SHORT TASK: Return all of the data below word for word, omitting the pictures.

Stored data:
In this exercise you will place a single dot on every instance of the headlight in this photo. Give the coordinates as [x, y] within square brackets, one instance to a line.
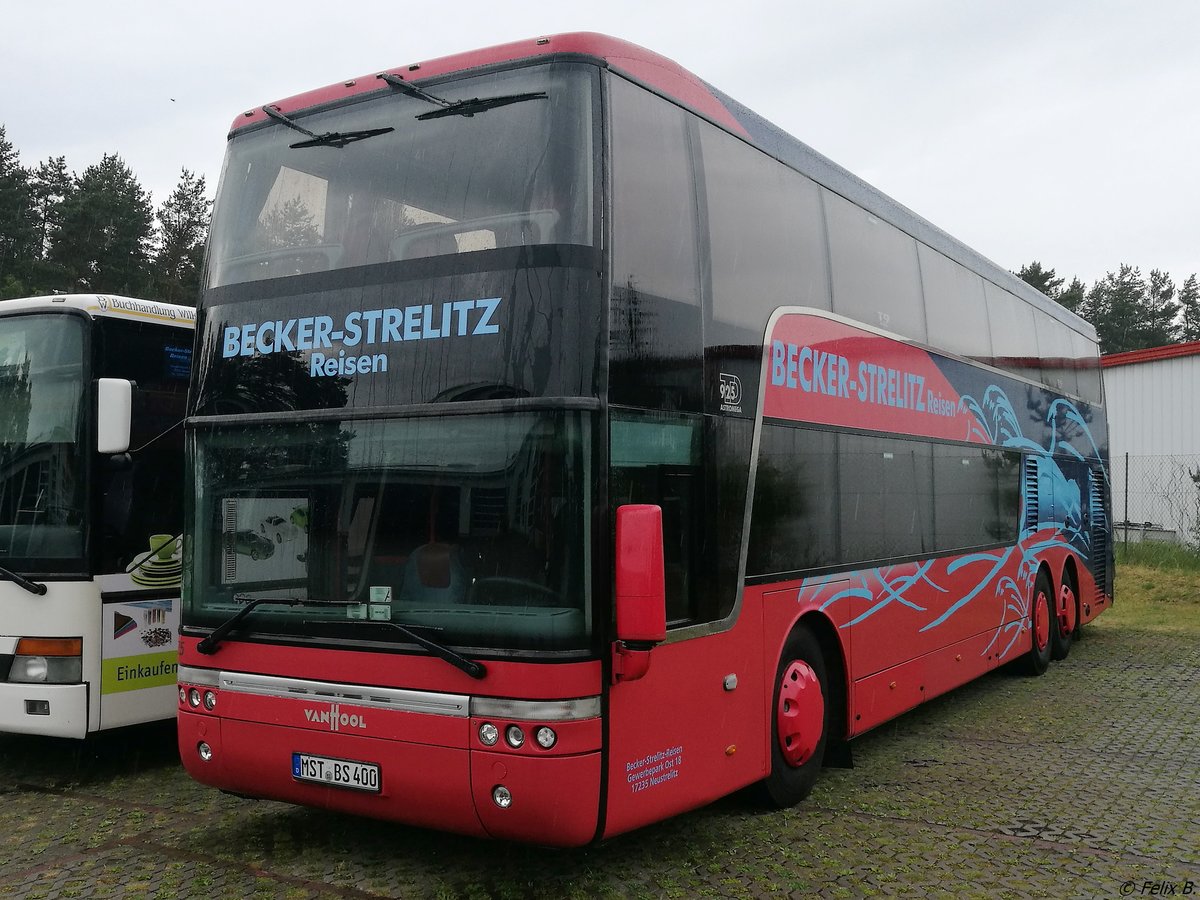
[489, 735]
[47, 660]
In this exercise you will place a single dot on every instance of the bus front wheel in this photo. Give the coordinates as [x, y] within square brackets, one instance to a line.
[801, 717]
[1042, 625]
[1066, 619]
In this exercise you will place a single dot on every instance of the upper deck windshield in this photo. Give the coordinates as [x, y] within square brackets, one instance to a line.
[468, 527]
[41, 435]
[509, 175]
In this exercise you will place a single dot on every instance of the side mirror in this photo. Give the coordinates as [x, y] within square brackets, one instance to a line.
[641, 580]
[114, 415]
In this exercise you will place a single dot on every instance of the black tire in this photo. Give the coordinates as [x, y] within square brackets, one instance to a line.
[1042, 627]
[1066, 623]
[791, 780]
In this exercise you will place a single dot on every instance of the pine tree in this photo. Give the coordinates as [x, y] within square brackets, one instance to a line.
[183, 229]
[1158, 323]
[16, 221]
[1189, 310]
[1072, 297]
[1044, 280]
[103, 240]
[51, 184]
[1115, 306]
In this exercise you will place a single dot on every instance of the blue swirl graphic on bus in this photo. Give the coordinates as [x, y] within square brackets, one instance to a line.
[1051, 516]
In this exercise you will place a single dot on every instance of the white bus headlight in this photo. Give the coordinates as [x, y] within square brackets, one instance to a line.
[47, 660]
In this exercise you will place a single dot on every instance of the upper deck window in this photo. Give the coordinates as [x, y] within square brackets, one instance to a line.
[510, 175]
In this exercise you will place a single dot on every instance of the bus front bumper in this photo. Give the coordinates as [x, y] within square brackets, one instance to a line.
[445, 787]
[58, 711]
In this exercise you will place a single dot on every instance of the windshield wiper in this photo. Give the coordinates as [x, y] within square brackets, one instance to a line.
[475, 670]
[21, 581]
[209, 645]
[466, 108]
[329, 138]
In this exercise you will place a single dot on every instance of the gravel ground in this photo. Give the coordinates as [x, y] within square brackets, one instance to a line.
[1083, 783]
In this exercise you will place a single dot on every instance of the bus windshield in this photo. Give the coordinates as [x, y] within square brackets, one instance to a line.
[491, 175]
[472, 527]
[41, 427]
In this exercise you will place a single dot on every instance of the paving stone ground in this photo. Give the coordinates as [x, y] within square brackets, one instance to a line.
[1083, 783]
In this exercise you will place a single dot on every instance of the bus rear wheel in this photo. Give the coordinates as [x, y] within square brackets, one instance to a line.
[801, 717]
[1066, 619]
[1042, 625]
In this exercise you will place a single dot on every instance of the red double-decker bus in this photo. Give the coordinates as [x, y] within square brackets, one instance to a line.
[571, 448]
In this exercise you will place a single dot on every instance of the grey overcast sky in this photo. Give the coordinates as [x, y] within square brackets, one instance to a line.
[1065, 131]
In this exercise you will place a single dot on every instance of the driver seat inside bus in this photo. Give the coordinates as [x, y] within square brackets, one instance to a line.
[435, 574]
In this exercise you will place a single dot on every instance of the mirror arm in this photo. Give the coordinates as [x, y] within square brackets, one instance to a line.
[629, 663]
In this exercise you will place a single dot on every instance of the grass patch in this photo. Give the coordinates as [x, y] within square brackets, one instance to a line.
[1156, 598]
[1174, 557]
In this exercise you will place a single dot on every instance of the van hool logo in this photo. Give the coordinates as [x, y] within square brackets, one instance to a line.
[335, 718]
[731, 394]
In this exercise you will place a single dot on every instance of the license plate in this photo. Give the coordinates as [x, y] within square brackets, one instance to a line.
[336, 773]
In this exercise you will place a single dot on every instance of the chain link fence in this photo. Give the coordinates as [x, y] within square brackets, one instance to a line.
[1156, 499]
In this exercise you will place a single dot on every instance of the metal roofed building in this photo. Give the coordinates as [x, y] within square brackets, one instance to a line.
[1155, 441]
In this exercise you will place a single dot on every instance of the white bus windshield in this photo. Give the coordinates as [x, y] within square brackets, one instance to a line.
[41, 460]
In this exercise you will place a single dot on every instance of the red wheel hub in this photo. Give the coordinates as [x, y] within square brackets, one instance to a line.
[1041, 621]
[1066, 611]
[799, 718]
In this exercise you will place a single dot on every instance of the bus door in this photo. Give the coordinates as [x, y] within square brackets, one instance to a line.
[689, 729]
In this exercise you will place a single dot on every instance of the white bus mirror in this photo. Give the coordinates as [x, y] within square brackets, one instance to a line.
[114, 408]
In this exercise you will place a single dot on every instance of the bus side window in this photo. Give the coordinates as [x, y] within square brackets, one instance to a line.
[655, 459]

RESPONSE BELOW:
In this exercise you will place a single dot on every instance of the headlight in this photo. Give the coordinates as [x, y] within square brackets, one instance to a line.
[489, 735]
[47, 660]
In this exercise you will place a single dot on every instance of the bus front wheel in this photo. Give the coordinates as [x, y] within square brackets, one instance to a line.
[801, 717]
[1042, 625]
[1066, 619]
In this exercise you will place a single dot on every instance of the upper deck windshield in this photo. Give the coordinates as [x, y] within square brackets, one instance to a line.
[468, 527]
[41, 435]
[509, 175]
In this exercise you will place a single dot on every instance of the side mirror in this photo. Give the coordinates as [x, y] within square brackets, one instance to a line.
[641, 580]
[114, 415]
In this exercise you will place a single dot on every instance of the black tire in this photo. Give the coordinates as [x, y] within square brackets, one instance to a line.
[1042, 627]
[1066, 623]
[791, 780]
In this exercise you will place a single dot on every instance of the pine tree in this photo. Give the coordinates as [x, y] within square brackets, one instance to a line.
[183, 229]
[1158, 323]
[16, 221]
[1189, 310]
[1072, 297]
[1044, 280]
[103, 240]
[51, 184]
[1115, 306]
In this exercise you will place a single dot on every instance of the blue swirl graphic on bus in this photo. Give the coordinates as [x, y] within square brackets, one instance to a line.
[1051, 516]
In this exercise you will place a single dot on every instance of the white bus headlight in this photo. Give the coordinates as [x, y] within square brackets, one instance to a line.
[47, 660]
In this exercise you will place a single dot on every instance of the upper deck window in this photo. Give the coordinates as [x, y] within square brackets, one instance to a line.
[510, 175]
In this exercise you will place a single dot on every instance of the bus front bumper in this photo. Give the coordinates as [x, y] within square brackets, one instance to a line.
[445, 787]
[58, 711]
In this exercise you will place a single dot on every instance of the windshield wiper in this photo. Give the coordinates as [x, y] within square brackets, one instance to a line.
[475, 670]
[21, 581]
[209, 645]
[466, 108]
[329, 138]
In this exercise you will place a single dot on every instance of the gravel ground in this photo. Give the coordinates as [x, y] within square brackets, one instance to a line.
[1083, 783]
In this exercise you will place a single dot on every instance of the bus windshield in this photo. Give the coordinates as [x, y] within square brackets, one instance to a line.
[491, 175]
[472, 527]
[41, 427]
In this exercise you will place a single dot on every instance of the paving stone ground in this photo. Give the coordinates as [x, y] within square brackets, one instance to a line.
[1083, 783]
In this exercise you will place a single dot on every instance of the bus rear wheel in this photo. Give the coordinates as [x, y] within square brackets, one instance to a line.
[801, 717]
[1066, 619]
[1042, 625]
In this exercise you will place a single dot on every instance of the red double-decker bus in this photo. Give the coordinates as [x, y] within square brackets, one instance to a line.
[571, 448]
In this exercise you will place a single dot on every instance of the grey overcast sky in this photo. Give the coordinates as [x, y] within square brackets, one instance to a line.
[1065, 131]
In this exercise you will place a single dot on every instance of the driver seat inside bus in this photo. Give the coordinates as [x, y] within square brackets, one instance to a line.
[435, 574]
In this exercise you will place a single dot on every instance of the mirror arm in this photo. Give the coordinates as [x, y] within square brackets, one instance to a line.
[629, 663]
In this exercise you will place a single dot on every instance of the grass patch in this photo. Give the coordinates as [x, y] within square brackets, one instance to a line.
[1156, 598]
[1174, 557]
In this exercise you will place a single dot on every instance of the van hool logo in this photo. Give the coordinates as [x, y] within square brackets, one instance to a line.
[335, 718]
[731, 394]
In this exercise you will place a single dot on every instance of the license plate in this photo. Give the coordinates as [x, y] within square brackets, one instance to a line.
[336, 773]
In this exercise you will place a single dot on every instance of the chain link fence in this photo. Give the coordinates as [x, y] within square brackets, one instance to a line.
[1156, 499]
In this exercise you will place a single dot on every instance of the metal roofed building in this photo. Give the coordinates as [x, y] within square brackets, one instance to a line.
[1155, 441]
In this exercise you will place a single dot on every instance of the white bus windshield in this photo. Give the coordinates as [x, y] within square brackets, one instance to a line.
[41, 460]
In this exercise you will place a single dot on every instance of the red wheel hub in this photo. Give the coordinates as [x, y] within square brackets, one instance to a line.
[1041, 621]
[1066, 611]
[799, 718]
In this exercise you will place a single dot on every instance of the bus door in this photo. Give the coordinates as [x, y] within square brackets, one instance to a line.
[689, 729]
In this exercise you will place a single dot on every instance of the white bus mirror in this photo. Give the coordinates as [x, y] within square brackets, one instance to a line.
[114, 408]
In this exercise you will place a single dot on every instance of the bus side window in this photo. Give the coordinates as [x, y] within square brackets, one instance to a line.
[655, 459]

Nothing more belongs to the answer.